→ **Task objective**
State only how many lines in the records below contain the word "that". Case counts.

[Dataset records on where objects are located]
********
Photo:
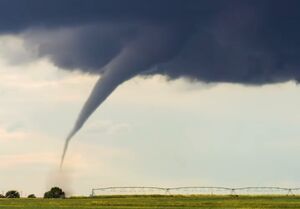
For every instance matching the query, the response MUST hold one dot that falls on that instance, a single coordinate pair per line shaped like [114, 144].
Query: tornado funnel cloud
[135, 58]
[103, 88]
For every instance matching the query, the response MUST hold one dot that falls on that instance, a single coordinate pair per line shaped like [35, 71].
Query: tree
[12, 194]
[31, 196]
[55, 192]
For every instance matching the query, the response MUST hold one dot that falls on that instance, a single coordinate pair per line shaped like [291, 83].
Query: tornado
[137, 57]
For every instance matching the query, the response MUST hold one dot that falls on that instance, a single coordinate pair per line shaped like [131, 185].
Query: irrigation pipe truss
[195, 190]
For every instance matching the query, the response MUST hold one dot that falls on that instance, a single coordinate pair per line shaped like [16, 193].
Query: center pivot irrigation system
[195, 191]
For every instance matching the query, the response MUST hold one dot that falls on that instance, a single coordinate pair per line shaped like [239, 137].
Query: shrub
[31, 196]
[12, 194]
[55, 192]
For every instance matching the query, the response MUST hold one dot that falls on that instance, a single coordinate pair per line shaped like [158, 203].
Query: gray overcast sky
[149, 132]
[160, 126]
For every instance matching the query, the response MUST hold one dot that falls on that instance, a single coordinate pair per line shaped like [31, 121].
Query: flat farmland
[156, 202]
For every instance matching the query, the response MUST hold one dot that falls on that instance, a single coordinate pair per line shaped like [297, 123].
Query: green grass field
[157, 202]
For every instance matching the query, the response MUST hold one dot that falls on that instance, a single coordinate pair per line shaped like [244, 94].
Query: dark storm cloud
[243, 41]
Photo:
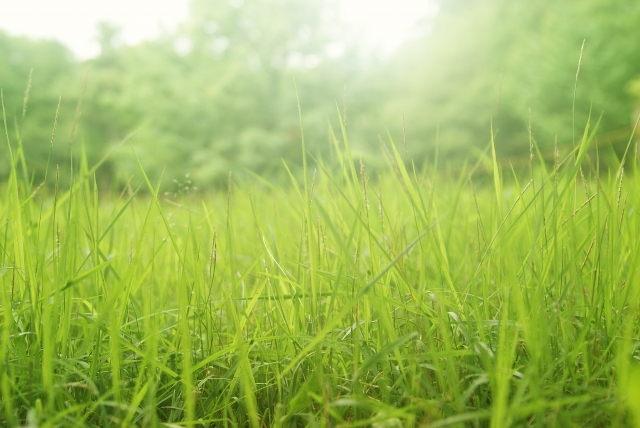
********
→ **Output for this exercise**
10